▶ **Document passage**
◆ ◆ ◆
‘Dreamy’ addition: Stricklen joins Brown, Johnson in Atlanta

2019 WNBA Finals - Game Four The Atlanta Dream should be all smiles about adding 3-point sharpshooter Shekinna Stricklen. | Photo by Maddie Meyer/Getty Images

After acquiring Kalani Brown from the Los Angeles Sparks and signing former Dallas Wing Glory Johnson, the Atlanta Dream have stacked the team deeper by signing Shekinna Stricklen to a multi-year deal. The trio should inject Atlanta with offensive energy, both from inside the paint and behind the arc.

Atlanta Dream president Chris Sienko and head coach Nicki Collen have continued their effort to invigorate their team’s offensive attack. On Sunday, the Dream signed unrestricted free agent Shekinna Stricklen to a multi-year deal.
◆ ◆ ◆
Dataset excerpts on object pointing
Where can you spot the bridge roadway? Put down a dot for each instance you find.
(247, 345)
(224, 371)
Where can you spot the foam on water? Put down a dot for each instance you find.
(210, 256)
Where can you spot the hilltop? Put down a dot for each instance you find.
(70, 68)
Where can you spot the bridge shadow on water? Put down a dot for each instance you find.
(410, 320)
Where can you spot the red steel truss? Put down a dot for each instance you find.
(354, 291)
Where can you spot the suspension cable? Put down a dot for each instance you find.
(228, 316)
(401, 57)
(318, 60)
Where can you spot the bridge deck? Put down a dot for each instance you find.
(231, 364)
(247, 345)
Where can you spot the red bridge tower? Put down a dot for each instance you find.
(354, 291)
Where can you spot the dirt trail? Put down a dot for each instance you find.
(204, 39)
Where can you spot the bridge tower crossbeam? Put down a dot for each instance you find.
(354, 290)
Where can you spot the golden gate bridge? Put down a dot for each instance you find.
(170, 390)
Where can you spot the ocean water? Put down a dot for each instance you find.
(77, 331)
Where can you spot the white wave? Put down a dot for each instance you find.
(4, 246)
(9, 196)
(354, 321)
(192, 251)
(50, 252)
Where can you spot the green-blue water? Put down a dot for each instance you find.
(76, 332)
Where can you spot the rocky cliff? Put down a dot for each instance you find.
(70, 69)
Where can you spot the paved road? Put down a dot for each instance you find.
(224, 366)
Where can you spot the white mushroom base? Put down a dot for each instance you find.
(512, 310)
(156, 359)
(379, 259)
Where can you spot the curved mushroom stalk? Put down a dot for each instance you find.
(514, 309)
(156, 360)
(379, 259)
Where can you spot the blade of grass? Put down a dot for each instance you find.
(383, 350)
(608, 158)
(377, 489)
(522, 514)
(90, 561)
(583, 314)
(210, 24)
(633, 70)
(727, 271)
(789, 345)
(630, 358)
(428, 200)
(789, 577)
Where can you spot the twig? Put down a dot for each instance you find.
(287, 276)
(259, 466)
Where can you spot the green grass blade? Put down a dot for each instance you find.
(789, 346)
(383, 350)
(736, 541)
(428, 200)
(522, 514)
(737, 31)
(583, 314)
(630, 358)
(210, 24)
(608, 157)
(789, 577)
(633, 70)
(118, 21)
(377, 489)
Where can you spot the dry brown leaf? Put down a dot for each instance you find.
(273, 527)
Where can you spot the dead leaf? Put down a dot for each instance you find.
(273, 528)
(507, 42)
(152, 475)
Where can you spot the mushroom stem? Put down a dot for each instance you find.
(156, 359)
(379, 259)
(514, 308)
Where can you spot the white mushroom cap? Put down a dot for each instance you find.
◆ ◆ ◆
▶ **What is asked**
Reproduce the whole article on Shekinna Stricklen joining the Atlanta Dream word for word.

▶ **Output**
‘Dreamy’ addition: Stricklen joins Brown, Johnson in Atlanta

2019 WNBA Finals - Game Four The Atlanta Dream should be all smiles about adding 3-point sharpshooter Shekinna Stricklen. | Photo by Maddie Meyer/Getty Images

After acquiring Kalani Brown from the Los Angeles Sparks and signing former Dallas Wing Glory Johnson, the Atlanta Dream have stacked the team deeper by signing Shekinna Stricklen to a multi-year deal. The trio should inject Atlanta with offensive energy, both from inside the paint and behind the arc.

Atlanta Dream president Chris Sienko and head coach Nicki Collen have continued their effort to invigorate their team’s offensive attack. On Sunday, the Dream signed unrestricted free agent Shekinna Stricklen to a multi-year deal.